***** Document extract *****

Results of Operations

We have generated no significant revenues since our inception, and anticipate that no significant revenues will be generated for the foreseeable future. Accordingly, for accounting purposes we are considered a development stage company. The Company expects to incur significant operating losses for the foreseeable future while the Company advances its future product candidates from discovery through pre-clinical studies and clinical trials and seek regulatory approval and potential commercialization, even if the Company is collaborating with pharmaceutical and larger biotechnology companies. In addition to these increasing research and development expenses, the Company expects general and administrative costs to increase as the Company recruits additional management and administrative personnel. The Company will need to generate significant revenues to achieve profitability and may never do so.

For the Three and Nine Months Ended September 30, 2012 and 2011

For the three months ended September 30, 2012, our net loss was approximately $1,644,000 compared with a net loss of $2,043,000 for the three months ended September 30, 2011. The loss decreased by $399,000 or approximately 20%. Variations in the losses between the two periods are discussed below.

For the nine months ended September 30, 2012, our net loss was approximately $11,168,000 compared with a net loss of $7,766,000 for the nine months ended September 30, 2011. The loss increased by $3,402,000, or approximately 44%. Variations in the losses between the two periods are discussed below.

Revenue

Total revenues were approximately $57,000 for the three months ended September 30, 2012, compared with no revenues for the three months ended September 30, 2011. The increase of $57,000, or 100%, was due to the recognition of work completed on the Company’s government grants during the quarter. During the same period in 2011, the Company was assigned the grants from Galena as per the contribution agreement. The assignment of the grants was subject to the approval from the granting institutions, which was not received until 2012.

Total revenues were approximately $57,000 for the nine months ended September 30, 2012, compared with no revenues for the nine months ended September 30, 2011. The increase of $57,000, or 100%, was due to the recognition of work completed on the Company’s government grants during the year. During the same period in 2011, the Company was assigned the grants from Galena as per the contribution agreement. The assignment of the grants was subject to the approval from the granting institutions, which was not received until 2012.

*****

◆ Your tasks ◆
1. In the results-of-operations text, by how much did the net loss for the three months ended September 30, 2012 fall compared with the same three months of 2011?
2. Please continue the results-of-operations text from where it stops.
The material after this has no role in the work.

***** Data for analysis *****

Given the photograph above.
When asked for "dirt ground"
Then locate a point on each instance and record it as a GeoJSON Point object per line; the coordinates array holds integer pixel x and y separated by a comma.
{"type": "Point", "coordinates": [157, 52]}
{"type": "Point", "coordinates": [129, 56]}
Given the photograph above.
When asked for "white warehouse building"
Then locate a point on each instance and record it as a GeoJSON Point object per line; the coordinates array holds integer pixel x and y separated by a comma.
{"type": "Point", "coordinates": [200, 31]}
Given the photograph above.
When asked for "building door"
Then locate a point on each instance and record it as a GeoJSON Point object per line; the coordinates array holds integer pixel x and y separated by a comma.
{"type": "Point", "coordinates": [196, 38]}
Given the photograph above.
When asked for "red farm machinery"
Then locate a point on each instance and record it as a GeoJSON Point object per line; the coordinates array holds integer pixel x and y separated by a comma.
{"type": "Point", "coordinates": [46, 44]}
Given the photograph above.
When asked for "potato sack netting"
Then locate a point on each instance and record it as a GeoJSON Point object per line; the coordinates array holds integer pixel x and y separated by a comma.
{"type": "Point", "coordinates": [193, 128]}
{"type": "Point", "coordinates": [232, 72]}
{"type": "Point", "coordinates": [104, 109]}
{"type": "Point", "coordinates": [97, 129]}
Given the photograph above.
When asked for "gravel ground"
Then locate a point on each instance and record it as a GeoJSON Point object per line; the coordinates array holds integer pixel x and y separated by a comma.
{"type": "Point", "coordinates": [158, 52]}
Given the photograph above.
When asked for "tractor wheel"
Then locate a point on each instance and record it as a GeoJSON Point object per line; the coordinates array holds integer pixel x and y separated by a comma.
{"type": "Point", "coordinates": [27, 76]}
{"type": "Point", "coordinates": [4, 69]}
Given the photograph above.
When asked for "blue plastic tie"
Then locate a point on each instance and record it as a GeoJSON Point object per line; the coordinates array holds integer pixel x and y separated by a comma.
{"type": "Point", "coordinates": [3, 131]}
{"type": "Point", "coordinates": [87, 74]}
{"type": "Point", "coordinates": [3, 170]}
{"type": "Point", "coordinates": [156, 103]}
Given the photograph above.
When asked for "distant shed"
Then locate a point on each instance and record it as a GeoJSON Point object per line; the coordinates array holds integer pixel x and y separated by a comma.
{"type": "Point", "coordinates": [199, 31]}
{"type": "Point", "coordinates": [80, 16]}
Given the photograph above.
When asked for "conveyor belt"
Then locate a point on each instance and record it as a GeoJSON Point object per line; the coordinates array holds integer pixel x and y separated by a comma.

*****

◆ Answers in order ◆
1. By $399,000, or approximately 20%.

2.
Research and Development Expense

Research and development expense consists primarily of compensation-related costs for our employees dedicated to research and development activities and for our Scientific Advisory Board (“SAB”) members, as well as clinical trial costs, licensing fees, patent prosecution costs, and the cost of lab supplies used in our research and development programs. We expect research and development expenses to increase as we expand our discovery, development and clinical activities.

Total research and development expenses were approximately $1,214,000 for the three months ended September 30, 2012, compared with $1,126,000 for the three months ended September 30, 2011. The increase of $88,000, or 8%, was primarily due to an increase of $48,000 related to expenses to run the clinical trial for the Company’s RXI-109 program as compared to the prior year period and an increase of $59,000 in employee stock based compensation expense offset by a decrease of $19,000 related to changes in fair value of stock options granted to non-employees.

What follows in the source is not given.